TASK TO COMPLETE: Return every line of the entries below that contains the word "background", copying each of those lines in full.

Stored items

****************************************

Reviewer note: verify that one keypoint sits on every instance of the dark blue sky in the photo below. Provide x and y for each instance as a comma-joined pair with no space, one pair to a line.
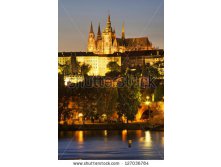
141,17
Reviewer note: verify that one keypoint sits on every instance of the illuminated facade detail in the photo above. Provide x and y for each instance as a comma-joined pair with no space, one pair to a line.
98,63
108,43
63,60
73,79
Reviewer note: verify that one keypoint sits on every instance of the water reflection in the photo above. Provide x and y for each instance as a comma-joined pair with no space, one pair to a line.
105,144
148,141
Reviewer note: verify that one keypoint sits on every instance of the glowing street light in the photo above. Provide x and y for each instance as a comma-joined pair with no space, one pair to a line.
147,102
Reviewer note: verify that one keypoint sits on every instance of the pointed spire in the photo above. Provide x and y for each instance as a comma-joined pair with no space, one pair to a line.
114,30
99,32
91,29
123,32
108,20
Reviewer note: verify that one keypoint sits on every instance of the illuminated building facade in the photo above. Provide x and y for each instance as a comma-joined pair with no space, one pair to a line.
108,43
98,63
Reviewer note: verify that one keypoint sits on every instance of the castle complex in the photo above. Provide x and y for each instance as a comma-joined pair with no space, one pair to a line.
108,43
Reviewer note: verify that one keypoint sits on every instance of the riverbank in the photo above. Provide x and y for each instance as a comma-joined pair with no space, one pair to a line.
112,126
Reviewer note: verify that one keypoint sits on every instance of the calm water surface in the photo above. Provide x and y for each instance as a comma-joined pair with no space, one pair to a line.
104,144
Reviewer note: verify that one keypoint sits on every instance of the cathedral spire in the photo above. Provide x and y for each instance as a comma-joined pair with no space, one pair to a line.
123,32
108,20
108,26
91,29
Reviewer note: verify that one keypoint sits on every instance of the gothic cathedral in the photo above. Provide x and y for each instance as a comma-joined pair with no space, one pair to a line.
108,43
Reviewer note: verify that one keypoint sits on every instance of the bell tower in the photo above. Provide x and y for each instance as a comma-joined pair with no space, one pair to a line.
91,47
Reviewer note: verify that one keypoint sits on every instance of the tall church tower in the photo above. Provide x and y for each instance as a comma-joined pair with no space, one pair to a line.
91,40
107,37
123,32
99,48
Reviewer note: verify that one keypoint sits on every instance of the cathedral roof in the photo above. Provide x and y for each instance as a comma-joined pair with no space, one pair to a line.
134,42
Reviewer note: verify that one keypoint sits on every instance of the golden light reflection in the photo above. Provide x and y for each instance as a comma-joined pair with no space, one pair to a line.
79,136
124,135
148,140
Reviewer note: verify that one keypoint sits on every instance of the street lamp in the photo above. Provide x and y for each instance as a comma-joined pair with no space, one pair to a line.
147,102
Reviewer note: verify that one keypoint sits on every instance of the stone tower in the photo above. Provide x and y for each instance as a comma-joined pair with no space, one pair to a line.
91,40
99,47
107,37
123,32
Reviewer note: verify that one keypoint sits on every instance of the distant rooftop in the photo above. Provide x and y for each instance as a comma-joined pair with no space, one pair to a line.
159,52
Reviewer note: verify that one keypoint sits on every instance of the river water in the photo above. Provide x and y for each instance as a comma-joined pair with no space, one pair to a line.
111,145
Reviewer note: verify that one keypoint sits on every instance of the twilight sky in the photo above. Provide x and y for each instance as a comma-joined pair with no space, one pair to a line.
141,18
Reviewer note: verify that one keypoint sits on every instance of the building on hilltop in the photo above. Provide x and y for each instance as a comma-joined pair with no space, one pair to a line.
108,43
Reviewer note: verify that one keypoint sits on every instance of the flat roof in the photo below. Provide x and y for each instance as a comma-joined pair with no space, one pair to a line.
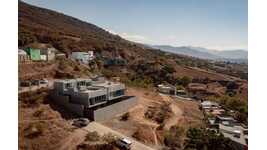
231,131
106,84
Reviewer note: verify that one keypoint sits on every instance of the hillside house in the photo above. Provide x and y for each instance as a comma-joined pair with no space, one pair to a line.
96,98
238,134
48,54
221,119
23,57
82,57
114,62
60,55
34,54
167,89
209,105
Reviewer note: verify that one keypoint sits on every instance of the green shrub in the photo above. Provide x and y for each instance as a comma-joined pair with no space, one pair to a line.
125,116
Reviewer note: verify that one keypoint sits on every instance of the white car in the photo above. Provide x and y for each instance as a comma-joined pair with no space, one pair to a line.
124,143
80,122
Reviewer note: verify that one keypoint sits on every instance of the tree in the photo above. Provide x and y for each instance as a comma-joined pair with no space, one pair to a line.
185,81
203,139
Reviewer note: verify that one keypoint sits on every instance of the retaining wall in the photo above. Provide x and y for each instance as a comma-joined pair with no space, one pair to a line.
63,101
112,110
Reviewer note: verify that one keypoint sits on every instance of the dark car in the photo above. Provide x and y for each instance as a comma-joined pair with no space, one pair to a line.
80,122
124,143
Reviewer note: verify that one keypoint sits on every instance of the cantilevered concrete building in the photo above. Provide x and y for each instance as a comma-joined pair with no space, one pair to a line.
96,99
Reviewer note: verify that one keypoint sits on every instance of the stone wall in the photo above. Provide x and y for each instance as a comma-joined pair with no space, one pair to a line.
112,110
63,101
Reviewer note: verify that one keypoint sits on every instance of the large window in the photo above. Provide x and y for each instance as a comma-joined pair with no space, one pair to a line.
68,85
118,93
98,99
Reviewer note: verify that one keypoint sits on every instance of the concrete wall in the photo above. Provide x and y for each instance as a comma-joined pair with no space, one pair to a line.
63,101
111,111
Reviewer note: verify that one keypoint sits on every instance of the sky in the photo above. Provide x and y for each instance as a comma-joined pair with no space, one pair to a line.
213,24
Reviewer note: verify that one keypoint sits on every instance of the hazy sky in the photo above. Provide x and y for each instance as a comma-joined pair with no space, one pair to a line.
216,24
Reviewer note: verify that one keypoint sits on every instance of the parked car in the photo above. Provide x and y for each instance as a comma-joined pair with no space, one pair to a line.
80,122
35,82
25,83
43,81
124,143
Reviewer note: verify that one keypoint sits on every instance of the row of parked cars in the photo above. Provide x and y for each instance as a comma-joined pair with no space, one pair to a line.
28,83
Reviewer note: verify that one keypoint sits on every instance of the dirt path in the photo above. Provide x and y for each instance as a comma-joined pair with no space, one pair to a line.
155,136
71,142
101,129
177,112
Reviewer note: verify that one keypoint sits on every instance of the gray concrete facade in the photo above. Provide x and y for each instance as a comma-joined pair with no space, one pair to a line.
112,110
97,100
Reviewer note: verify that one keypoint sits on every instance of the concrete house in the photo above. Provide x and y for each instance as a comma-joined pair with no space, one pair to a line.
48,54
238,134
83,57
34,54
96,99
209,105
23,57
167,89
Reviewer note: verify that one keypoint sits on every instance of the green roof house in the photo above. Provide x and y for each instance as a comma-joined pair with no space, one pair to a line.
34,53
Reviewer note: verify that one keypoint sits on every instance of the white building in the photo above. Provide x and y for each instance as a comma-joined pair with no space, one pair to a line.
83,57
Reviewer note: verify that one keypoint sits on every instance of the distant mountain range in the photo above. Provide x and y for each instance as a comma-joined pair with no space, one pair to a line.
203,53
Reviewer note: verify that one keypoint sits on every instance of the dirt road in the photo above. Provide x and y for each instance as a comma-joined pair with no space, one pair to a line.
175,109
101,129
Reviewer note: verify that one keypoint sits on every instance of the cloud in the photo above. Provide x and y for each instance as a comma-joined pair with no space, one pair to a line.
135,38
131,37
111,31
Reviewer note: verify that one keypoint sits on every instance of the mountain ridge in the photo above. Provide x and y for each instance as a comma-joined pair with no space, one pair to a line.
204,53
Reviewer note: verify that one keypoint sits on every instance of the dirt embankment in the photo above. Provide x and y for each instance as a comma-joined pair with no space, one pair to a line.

****************************************

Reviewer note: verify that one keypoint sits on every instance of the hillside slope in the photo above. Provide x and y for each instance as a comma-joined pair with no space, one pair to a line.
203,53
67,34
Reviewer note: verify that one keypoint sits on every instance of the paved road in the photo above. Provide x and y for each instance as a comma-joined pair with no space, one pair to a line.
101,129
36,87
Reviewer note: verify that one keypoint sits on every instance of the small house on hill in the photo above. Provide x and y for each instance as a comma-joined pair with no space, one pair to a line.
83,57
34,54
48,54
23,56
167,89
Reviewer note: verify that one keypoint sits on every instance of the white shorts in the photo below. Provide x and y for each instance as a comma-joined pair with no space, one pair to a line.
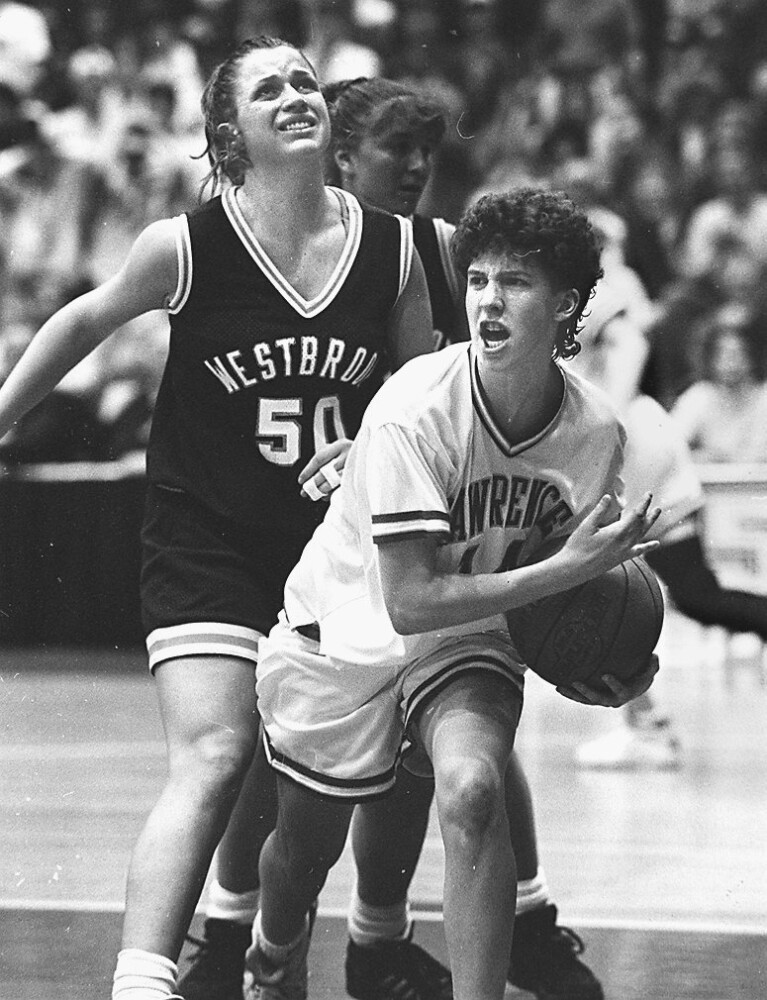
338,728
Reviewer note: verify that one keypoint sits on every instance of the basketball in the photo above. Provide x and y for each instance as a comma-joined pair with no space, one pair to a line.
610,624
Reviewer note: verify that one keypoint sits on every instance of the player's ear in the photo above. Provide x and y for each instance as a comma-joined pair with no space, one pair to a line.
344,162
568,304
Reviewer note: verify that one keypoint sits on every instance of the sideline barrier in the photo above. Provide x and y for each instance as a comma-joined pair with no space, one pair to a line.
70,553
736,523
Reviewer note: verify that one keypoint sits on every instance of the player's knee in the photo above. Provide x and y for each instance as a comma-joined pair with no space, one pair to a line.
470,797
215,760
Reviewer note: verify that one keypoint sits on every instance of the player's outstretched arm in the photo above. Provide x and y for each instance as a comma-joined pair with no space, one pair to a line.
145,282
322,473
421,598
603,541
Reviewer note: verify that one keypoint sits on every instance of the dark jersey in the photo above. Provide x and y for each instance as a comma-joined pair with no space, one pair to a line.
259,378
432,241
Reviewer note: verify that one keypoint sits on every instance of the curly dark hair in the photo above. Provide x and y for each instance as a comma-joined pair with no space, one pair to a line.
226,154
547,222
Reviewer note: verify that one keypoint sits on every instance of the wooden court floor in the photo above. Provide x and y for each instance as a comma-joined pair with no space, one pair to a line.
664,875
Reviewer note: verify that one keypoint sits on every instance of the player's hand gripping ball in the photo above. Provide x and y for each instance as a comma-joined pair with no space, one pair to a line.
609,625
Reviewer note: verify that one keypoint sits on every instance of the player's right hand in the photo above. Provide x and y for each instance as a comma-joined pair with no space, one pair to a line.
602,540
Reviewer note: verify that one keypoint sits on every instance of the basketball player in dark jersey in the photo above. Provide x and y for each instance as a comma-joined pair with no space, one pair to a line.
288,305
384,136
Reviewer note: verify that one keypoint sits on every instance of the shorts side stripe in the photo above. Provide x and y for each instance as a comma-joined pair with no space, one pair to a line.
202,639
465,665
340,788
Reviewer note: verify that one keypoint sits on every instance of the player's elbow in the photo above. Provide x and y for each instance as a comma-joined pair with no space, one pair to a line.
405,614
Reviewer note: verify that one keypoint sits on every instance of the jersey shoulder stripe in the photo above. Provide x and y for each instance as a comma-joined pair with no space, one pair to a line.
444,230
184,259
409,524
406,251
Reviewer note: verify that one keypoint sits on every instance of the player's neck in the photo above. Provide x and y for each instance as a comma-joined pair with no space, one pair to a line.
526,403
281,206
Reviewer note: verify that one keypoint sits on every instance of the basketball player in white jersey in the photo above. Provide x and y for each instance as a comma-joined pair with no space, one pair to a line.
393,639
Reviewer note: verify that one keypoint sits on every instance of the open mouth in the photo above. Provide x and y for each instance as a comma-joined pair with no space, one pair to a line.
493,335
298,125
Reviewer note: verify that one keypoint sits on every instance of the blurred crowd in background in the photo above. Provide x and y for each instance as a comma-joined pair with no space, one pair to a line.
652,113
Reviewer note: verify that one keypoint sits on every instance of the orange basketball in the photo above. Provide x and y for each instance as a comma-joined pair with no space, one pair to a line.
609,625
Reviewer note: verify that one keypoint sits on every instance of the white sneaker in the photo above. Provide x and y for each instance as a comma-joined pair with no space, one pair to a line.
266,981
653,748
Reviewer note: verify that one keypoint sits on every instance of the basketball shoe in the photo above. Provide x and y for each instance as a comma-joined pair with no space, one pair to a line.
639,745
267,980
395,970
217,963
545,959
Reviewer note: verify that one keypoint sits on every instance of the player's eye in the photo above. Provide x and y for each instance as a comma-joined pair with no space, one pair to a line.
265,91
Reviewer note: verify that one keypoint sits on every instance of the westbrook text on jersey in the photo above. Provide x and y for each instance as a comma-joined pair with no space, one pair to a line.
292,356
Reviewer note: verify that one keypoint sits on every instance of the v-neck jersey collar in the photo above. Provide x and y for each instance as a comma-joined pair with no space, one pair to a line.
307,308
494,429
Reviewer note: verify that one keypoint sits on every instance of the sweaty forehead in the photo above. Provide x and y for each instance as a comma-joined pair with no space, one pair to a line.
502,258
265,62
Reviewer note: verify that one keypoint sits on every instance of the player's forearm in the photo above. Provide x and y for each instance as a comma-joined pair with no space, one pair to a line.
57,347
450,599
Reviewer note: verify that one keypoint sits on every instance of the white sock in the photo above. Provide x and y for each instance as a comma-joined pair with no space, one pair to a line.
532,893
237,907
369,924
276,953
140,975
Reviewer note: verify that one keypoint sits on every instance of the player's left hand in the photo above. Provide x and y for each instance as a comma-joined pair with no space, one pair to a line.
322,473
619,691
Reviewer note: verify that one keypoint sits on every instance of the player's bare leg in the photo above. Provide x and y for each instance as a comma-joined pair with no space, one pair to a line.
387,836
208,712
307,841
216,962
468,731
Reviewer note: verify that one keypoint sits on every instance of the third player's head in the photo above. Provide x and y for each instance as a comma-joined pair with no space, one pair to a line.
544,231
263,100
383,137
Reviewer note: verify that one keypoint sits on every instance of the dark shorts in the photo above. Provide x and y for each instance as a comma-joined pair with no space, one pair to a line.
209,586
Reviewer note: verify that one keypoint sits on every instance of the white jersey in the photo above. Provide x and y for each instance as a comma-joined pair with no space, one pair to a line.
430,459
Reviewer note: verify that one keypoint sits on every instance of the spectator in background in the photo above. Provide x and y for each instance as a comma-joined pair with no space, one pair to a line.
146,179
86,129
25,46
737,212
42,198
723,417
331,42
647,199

****************************************

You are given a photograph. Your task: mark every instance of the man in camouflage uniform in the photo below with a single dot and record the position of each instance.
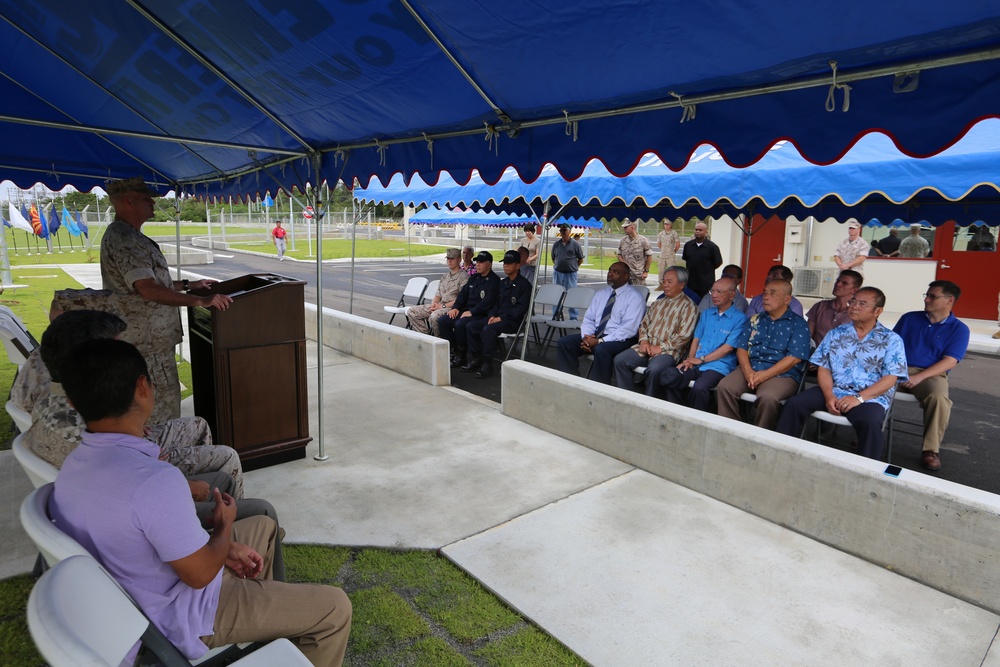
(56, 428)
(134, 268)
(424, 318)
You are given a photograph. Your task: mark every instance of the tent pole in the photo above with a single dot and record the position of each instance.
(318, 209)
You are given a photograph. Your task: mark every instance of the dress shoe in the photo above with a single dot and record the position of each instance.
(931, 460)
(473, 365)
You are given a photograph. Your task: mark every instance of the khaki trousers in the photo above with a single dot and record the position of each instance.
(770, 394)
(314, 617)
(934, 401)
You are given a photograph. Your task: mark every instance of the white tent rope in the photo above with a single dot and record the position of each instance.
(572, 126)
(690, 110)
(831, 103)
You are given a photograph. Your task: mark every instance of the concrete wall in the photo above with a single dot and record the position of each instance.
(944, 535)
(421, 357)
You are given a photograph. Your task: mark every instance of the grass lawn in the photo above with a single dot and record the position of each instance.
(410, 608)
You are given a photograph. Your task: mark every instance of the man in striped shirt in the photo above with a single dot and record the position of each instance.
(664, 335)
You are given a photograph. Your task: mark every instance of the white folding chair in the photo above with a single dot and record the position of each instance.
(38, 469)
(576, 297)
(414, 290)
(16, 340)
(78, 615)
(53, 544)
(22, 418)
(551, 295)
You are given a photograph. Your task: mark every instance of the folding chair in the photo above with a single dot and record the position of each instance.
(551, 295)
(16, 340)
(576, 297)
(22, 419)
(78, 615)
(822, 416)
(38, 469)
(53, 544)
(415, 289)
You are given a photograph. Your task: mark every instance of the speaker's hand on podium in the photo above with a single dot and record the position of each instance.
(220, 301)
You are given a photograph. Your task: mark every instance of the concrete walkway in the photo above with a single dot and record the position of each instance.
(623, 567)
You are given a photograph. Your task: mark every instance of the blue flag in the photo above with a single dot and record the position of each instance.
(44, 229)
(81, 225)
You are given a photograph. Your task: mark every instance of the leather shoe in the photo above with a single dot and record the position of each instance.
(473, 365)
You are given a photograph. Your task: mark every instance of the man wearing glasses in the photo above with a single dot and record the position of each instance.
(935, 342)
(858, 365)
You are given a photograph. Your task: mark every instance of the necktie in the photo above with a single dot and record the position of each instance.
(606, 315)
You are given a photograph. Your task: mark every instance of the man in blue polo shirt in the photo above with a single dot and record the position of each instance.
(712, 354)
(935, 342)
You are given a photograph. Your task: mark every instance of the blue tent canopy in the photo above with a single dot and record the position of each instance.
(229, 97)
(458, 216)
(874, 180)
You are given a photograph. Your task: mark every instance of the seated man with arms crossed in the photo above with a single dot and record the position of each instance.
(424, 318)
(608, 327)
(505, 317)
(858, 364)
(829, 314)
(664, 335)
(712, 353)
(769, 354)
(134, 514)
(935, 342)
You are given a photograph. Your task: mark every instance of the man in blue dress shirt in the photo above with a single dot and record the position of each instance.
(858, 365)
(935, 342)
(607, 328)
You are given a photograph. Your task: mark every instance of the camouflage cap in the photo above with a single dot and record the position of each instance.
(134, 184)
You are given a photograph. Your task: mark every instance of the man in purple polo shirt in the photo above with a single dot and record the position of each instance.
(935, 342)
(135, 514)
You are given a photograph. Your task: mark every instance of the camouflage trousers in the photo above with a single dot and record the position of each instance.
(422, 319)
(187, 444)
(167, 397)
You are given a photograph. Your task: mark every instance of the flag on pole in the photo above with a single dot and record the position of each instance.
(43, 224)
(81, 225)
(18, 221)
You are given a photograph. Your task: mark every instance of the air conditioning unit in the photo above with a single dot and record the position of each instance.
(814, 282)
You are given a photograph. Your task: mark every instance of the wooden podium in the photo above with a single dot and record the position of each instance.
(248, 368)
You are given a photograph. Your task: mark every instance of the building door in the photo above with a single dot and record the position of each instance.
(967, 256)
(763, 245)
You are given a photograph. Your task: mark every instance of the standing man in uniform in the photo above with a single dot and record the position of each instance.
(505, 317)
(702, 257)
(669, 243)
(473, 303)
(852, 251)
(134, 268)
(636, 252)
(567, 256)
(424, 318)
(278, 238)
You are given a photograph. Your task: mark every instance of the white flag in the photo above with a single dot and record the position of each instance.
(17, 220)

****************************************

SOLUTION FOR THIS EXERCISE:
Reviewer note: verify that one keypoint sits on every instance of the blurred crowd in background in the photo above. Provide x and y for each instance as a comma-joined pair with no space, one pair to a line.
Reviewer note: verify that one keypoint sits on every instance of the spectator in background in the photo above. Provide x and y for each instance as a comma-joined pair with no space, one pair to a line.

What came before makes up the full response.